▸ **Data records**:
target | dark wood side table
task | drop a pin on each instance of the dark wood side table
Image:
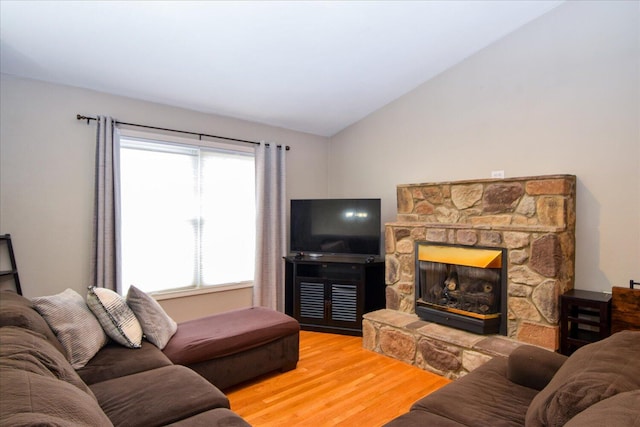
(585, 317)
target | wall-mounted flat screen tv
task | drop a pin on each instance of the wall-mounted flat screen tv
(335, 226)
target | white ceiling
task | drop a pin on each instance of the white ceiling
(311, 66)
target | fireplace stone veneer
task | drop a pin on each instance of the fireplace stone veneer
(533, 218)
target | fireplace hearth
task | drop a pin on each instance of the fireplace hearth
(462, 287)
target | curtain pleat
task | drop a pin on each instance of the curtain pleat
(106, 218)
(271, 246)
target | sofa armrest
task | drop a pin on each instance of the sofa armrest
(533, 367)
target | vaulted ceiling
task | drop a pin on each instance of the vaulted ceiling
(310, 66)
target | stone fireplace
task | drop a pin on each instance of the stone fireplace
(530, 219)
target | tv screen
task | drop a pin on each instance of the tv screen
(335, 226)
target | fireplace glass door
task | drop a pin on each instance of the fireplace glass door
(461, 287)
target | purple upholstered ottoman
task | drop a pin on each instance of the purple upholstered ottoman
(236, 346)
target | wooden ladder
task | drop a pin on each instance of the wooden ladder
(6, 238)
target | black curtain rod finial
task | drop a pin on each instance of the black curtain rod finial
(81, 117)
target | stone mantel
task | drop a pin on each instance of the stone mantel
(532, 217)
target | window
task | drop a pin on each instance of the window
(188, 215)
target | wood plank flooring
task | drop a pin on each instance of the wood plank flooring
(336, 383)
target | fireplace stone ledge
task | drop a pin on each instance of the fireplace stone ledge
(445, 351)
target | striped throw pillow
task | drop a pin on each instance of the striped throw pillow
(115, 316)
(74, 324)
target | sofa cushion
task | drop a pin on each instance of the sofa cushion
(26, 350)
(115, 316)
(75, 326)
(32, 399)
(157, 397)
(623, 409)
(593, 373)
(533, 366)
(16, 310)
(114, 361)
(418, 418)
(483, 397)
(227, 333)
(219, 417)
(156, 324)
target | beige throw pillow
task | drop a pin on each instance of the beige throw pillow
(74, 324)
(157, 326)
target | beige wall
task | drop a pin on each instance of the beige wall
(46, 178)
(559, 96)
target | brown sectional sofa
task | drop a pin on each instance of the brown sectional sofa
(118, 386)
(598, 385)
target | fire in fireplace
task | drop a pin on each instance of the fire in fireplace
(462, 287)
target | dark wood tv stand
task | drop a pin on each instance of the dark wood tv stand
(331, 293)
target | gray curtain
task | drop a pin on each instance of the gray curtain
(271, 245)
(106, 217)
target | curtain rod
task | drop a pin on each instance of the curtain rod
(88, 119)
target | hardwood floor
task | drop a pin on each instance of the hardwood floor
(336, 383)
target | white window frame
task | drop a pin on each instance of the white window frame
(185, 144)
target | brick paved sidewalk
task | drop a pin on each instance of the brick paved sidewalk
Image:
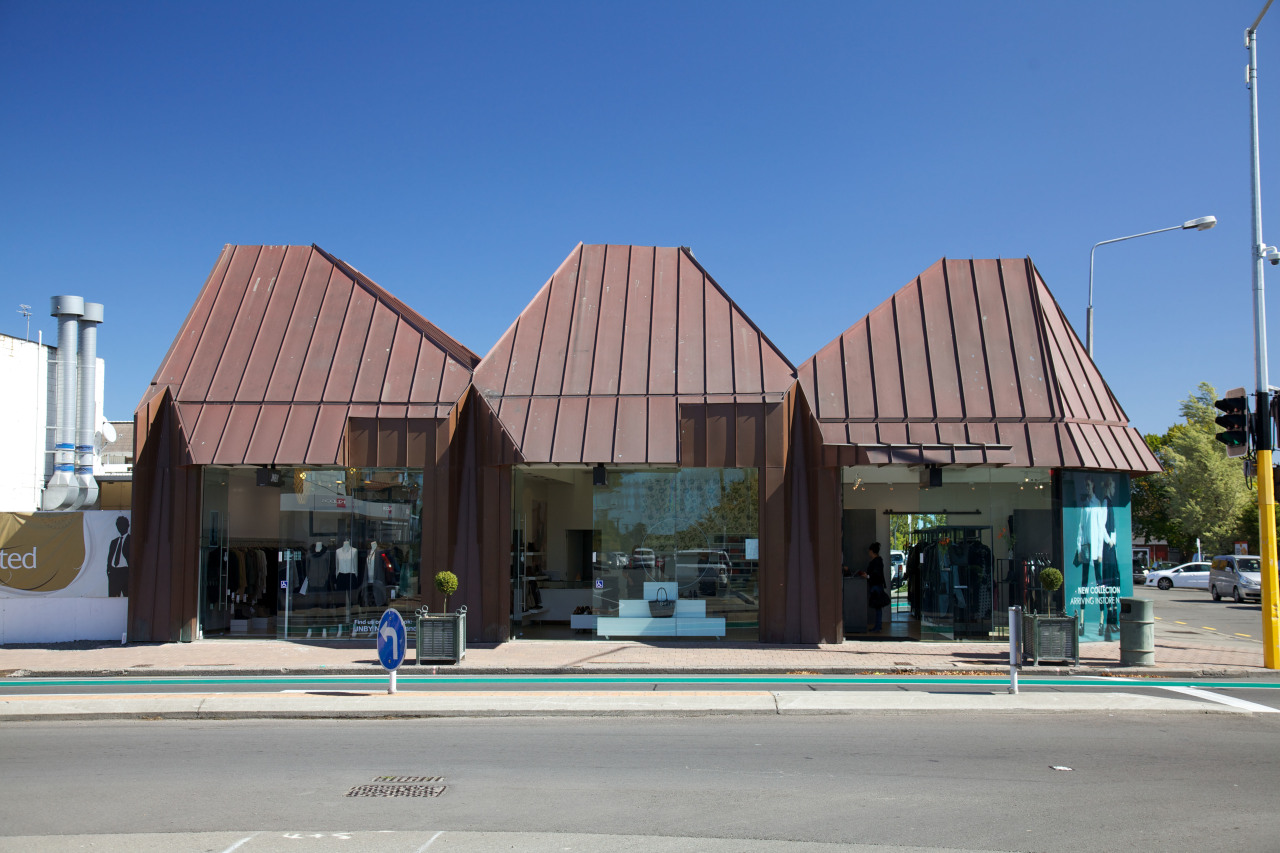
(247, 656)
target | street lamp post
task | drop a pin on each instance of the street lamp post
(1262, 413)
(1203, 223)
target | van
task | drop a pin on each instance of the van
(1235, 575)
(704, 571)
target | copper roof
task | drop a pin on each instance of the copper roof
(286, 342)
(972, 363)
(598, 365)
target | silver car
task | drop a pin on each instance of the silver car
(1235, 575)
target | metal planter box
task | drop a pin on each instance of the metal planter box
(442, 637)
(1051, 638)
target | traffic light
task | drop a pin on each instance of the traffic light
(1234, 422)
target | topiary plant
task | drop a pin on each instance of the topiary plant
(1050, 580)
(447, 583)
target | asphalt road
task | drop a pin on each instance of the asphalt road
(1193, 615)
(963, 783)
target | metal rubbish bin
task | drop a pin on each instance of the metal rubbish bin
(442, 637)
(1137, 633)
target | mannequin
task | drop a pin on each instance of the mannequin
(319, 561)
(346, 557)
(371, 562)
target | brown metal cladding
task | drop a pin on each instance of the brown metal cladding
(292, 324)
(282, 349)
(981, 343)
(593, 369)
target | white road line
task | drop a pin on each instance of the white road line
(243, 840)
(1223, 699)
(430, 842)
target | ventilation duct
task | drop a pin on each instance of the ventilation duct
(86, 423)
(62, 489)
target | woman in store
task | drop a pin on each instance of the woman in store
(876, 584)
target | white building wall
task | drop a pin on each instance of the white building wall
(28, 389)
(24, 391)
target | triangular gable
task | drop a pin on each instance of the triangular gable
(292, 324)
(598, 364)
(974, 343)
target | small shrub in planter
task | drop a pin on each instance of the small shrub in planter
(447, 583)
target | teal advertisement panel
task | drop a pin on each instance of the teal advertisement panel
(1097, 550)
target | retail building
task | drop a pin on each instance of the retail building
(312, 451)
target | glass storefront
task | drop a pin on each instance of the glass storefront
(959, 548)
(1097, 555)
(297, 552)
(593, 548)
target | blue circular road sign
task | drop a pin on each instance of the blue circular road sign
(392, 641)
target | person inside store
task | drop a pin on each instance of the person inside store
(876, 584)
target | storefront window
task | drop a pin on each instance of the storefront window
(960, 546)
(309, 551)
(1097, 555)
(588, 559)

▸ **ASSIGNMENT**:
Reproduce each line of the records in which the string "brick" appears.

▸ **WRITTEN ANSWER**:
target | brick paved sidewalk
task | drop a pin on each instance of the brick paved sidewalk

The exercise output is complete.